Required work: Reproduce the passage on word and sentence segmentation word for word, in full.

## BEGIN Source excerpt

Compare speech segmentation, the process of dividing speech into linguistically meaningful portions.

Segmentation problems

Word segmentation

Word segmentation is the problem of dividing a string of written language into its component words. In English and many other modern languages using some form of the Latin alphabet dividing text using the space character is a good approximation to word segmentation. (Some examples where the space character alone may not be sufficient include contractions like can't for can not.) However the equivalent to this character is not found in all written scripts and without it word segmentation is a difficult problem. Languages which do not have a trivial word segmentation process include Chinese, Japanese and Thai.

Sentence segmentation

Sentence segmentation is the problem of dividing a string of written language into its component sentences. In English and some other languages, using punctuation, particularly the full stop character is a reasonable approximation. However even in English this problem is not trivial due to the use of the full stop character for abbreviations, which may or may not also terminate a sentence. For example Mr. is not its own sentence in "Mr. Smith went to the shops in Jones Street." When processing plain text, tables of abbreviations that contain periods can help prevent incorrect assignment of sentence boundaries.

As with word segmentation, not all written languages contain punctuation characters which are useful for approximating sentence boundaries.

## END Source excerpt
## BEGIN Entries provided

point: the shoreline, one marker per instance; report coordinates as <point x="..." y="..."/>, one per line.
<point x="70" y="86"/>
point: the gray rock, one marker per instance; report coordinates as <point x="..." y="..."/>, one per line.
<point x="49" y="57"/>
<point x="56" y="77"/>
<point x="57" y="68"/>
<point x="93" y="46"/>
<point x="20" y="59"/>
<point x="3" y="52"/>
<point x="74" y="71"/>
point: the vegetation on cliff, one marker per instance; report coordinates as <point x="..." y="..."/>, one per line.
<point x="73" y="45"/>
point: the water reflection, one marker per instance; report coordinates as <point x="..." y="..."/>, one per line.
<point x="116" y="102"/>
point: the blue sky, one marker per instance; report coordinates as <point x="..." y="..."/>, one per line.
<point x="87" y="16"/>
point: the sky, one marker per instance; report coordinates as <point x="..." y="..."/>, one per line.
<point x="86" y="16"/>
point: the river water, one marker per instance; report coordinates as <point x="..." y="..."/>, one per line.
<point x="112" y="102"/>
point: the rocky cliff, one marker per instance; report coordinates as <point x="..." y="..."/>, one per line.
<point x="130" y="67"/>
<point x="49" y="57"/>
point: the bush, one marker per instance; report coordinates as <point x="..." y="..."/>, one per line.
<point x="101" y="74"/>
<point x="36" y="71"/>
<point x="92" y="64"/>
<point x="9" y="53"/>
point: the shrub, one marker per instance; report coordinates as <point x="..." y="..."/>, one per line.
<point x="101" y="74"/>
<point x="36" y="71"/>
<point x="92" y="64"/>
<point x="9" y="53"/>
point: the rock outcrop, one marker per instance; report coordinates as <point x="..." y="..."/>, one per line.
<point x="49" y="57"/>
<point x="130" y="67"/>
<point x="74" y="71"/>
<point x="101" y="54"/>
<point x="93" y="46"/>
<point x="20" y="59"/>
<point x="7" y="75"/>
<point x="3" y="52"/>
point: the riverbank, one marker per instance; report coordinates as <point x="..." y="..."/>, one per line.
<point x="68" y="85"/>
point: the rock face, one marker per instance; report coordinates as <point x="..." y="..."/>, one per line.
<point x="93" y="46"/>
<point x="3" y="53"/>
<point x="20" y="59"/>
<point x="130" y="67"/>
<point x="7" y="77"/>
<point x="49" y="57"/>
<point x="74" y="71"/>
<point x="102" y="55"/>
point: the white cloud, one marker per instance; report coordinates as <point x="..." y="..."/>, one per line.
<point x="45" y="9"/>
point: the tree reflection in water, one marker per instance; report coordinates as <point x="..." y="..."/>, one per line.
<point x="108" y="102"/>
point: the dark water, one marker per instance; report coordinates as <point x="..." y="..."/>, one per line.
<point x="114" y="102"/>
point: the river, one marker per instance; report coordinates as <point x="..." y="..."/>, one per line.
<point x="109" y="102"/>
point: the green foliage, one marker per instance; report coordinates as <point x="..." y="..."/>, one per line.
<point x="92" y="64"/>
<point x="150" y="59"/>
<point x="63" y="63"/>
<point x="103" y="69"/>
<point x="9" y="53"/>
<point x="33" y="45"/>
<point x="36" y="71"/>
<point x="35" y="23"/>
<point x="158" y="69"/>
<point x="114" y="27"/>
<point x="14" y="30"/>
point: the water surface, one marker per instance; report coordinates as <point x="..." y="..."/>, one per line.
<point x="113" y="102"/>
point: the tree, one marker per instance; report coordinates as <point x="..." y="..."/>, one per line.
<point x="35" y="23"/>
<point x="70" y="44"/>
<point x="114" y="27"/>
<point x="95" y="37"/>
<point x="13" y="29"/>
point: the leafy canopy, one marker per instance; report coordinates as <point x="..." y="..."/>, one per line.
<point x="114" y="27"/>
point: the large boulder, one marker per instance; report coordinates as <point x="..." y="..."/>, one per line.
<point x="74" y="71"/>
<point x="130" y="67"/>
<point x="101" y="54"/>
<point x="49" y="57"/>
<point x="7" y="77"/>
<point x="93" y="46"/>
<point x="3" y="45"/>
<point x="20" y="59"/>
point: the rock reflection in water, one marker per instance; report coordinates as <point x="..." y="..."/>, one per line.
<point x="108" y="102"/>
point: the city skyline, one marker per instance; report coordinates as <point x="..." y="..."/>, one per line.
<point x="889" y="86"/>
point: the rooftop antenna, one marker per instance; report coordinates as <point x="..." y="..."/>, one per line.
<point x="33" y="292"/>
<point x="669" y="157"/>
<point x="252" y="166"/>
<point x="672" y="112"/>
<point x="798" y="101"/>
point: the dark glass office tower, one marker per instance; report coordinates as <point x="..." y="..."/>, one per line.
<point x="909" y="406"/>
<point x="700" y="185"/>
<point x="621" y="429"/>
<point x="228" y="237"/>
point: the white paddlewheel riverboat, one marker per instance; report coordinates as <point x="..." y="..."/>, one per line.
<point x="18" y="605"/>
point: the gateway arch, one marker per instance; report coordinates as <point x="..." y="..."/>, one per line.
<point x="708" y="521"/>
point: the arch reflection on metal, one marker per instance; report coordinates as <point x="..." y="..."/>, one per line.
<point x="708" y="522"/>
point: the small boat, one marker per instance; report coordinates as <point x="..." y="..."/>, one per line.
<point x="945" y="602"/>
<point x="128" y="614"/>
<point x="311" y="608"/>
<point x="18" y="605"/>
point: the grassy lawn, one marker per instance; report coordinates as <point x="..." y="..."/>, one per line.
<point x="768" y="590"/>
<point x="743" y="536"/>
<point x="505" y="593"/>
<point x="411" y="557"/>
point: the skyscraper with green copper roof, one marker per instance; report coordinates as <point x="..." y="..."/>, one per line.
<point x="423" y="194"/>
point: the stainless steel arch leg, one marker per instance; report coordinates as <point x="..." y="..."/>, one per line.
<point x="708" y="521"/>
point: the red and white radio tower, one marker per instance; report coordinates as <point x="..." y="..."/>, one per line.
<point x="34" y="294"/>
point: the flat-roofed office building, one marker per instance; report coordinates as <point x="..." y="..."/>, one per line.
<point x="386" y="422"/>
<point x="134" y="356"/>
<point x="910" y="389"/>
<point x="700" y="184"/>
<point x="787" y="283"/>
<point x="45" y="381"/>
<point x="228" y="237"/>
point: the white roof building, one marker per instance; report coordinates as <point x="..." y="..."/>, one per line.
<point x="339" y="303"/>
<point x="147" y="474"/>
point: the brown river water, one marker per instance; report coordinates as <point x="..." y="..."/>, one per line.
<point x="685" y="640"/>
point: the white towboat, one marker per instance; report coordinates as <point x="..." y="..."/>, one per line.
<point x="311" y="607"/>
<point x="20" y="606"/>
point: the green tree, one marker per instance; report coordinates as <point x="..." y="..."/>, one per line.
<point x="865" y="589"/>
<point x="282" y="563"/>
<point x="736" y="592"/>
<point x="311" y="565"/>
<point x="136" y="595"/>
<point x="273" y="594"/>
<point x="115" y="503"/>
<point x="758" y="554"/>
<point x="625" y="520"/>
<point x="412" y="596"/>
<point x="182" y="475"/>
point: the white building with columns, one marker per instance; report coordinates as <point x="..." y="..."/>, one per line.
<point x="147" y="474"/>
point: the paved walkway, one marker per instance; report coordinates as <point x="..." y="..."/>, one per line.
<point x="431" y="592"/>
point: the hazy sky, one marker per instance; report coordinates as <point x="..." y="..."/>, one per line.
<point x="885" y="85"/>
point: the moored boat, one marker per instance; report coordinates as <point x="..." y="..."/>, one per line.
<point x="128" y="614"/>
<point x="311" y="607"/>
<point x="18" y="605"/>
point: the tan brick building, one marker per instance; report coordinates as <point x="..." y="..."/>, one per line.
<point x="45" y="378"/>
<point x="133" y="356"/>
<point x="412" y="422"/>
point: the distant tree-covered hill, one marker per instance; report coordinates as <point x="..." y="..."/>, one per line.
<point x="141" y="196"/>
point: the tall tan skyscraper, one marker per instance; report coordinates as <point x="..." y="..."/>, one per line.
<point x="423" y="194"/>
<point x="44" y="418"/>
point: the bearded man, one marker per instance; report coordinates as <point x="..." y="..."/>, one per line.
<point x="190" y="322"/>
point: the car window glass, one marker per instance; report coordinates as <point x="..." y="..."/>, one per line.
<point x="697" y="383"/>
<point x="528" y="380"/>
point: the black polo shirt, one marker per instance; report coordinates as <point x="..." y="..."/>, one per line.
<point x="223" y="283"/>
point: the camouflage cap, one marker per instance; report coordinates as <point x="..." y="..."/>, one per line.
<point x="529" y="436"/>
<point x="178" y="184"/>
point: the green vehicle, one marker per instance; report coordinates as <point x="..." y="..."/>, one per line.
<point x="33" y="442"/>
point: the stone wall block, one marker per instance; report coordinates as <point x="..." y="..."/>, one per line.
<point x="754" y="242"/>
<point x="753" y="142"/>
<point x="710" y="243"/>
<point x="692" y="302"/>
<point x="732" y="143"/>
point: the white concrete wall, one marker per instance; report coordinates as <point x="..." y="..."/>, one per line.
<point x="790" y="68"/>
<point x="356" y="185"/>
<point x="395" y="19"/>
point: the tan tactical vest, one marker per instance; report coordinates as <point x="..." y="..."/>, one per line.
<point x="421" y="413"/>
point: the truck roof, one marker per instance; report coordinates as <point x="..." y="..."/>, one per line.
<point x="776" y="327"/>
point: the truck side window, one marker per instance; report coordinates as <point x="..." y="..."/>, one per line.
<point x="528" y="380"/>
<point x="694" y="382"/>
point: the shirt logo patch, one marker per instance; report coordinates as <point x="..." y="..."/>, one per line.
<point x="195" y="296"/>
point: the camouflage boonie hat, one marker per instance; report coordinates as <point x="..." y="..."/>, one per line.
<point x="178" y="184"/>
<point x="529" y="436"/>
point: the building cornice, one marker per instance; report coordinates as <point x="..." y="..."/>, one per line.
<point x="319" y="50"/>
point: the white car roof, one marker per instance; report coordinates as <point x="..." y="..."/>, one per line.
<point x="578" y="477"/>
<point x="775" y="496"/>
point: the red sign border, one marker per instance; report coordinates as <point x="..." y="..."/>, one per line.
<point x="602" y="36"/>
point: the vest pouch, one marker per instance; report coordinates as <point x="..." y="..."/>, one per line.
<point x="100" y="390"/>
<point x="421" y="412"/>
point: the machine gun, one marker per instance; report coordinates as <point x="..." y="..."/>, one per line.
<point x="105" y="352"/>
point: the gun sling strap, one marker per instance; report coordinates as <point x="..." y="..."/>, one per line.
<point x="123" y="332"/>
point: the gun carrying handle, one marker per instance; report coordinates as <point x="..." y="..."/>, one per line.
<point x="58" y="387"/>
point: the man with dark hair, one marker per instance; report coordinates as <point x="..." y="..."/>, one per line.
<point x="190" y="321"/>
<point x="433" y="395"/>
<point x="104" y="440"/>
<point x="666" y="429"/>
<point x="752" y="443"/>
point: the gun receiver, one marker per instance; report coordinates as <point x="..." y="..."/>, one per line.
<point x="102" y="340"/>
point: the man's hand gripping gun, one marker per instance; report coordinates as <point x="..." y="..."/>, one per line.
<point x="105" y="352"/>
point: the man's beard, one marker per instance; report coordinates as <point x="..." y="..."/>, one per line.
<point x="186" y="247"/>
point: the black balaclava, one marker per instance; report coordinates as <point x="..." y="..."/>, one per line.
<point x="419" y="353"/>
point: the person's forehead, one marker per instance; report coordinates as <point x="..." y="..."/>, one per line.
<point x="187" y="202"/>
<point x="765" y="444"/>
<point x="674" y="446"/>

## END Entries provided

Worked answer:
Compare speech segmentation, the process of dividing speech into linguistically meaningful portions.

Segmentation problems

Word segmentation

Word segmentation is the problem of dividing a string of written language into its component words. In English and many other modern languages using some form of the Latin alphabet dividing text using the space character is a good approximation to word segmentation. (Some examples where the space character alone may not be sufficient include contractions like can't for can not.) However the equivalent to this character is not found in all written scripts and without it word segmentation is a difficult problem. Languages which do not have a trivial word segmentation process include Chinese, Japanese and Thai.

Sentence segmentation

Sentence segmentation is the problem of dividing a string of written language into its component sentences. In English and some other languages, using punctuation, particularly the full stop character is a reasonable approximation. However even in English this problem is not trivial due to the use of the full stop character for abbreviations, which may or may not also terminate a sentence. For example Mr. is not its own sentence in "Mr. Smith went to the shops in Jones Street." When processing plain text, tables of abbreviations that contain periods can help prevent incorrect assignment of sentence boundaries.

As with word segmentation, not all written languages contain punctuation characters which are useful for approximating sentence boundaries.